TASK DETAILS: Skip every line before the one containing "the blue flag", then copy that line and the rest of the entries below exactly, through the last line.

THE RECORDS:
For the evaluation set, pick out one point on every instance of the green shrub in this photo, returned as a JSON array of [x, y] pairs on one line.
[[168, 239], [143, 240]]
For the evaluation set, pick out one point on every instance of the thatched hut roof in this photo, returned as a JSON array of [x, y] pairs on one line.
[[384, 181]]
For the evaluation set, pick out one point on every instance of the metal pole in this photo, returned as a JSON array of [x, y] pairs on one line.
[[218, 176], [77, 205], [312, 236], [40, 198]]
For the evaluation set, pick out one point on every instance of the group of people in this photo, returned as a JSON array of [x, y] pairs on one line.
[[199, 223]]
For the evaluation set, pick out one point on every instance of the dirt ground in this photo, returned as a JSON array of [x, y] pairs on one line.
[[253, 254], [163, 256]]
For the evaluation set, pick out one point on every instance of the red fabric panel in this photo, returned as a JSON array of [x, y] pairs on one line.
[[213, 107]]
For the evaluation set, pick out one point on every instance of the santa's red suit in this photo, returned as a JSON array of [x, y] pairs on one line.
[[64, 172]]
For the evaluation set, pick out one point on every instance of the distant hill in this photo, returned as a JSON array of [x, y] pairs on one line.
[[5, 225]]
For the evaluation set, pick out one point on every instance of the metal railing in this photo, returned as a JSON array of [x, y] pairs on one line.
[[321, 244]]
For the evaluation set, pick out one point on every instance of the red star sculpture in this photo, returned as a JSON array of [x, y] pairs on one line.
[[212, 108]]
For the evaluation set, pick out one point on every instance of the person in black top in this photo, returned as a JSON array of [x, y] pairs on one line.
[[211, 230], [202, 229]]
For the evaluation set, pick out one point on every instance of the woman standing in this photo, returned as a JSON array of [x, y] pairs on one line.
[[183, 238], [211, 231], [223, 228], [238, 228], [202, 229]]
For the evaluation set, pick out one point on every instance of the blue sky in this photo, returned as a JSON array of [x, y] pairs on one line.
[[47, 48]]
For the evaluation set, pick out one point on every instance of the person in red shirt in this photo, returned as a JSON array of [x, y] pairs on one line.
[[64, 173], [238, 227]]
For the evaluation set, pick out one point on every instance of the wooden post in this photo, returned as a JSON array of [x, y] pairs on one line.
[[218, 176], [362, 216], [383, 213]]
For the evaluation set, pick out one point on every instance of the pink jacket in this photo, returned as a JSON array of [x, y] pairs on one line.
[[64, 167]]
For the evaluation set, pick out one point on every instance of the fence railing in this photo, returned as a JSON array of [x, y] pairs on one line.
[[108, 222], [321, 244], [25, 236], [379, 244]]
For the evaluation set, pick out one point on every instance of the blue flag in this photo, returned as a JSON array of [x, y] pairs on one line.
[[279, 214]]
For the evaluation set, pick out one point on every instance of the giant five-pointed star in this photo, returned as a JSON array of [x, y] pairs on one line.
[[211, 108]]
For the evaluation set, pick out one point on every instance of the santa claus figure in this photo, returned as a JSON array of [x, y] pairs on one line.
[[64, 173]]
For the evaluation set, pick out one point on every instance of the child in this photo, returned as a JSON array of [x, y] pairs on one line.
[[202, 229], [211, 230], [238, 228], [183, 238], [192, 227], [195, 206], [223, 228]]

ANSWER TO THIS PROBLEM:
For the evaluation set, pick out one point on every instance of the blue flag in this photo, returned as a JSON array of [x, y] pairs on one line.
[[279, 214]]
For the evaluation set, pick out one point on every instance of the giant five-pointed star in this photo, returned as a JSON array of [x, y] pairs on one line.
[[211, 108]]
For the evaluation set, pick out one point on every instance of the santa claus figure in this photo, returned as a JSON array of [x, y] pairs on one line.
[[64, 173]]
For the evaluation set, pick out one point on every instance of the child in this photo, returned as a JSON array of [x, y] pairs on one line.
[[202, 229], [211, 230], [238, 228], [183, 238], [192, 227], [195, 206], [223, 228]]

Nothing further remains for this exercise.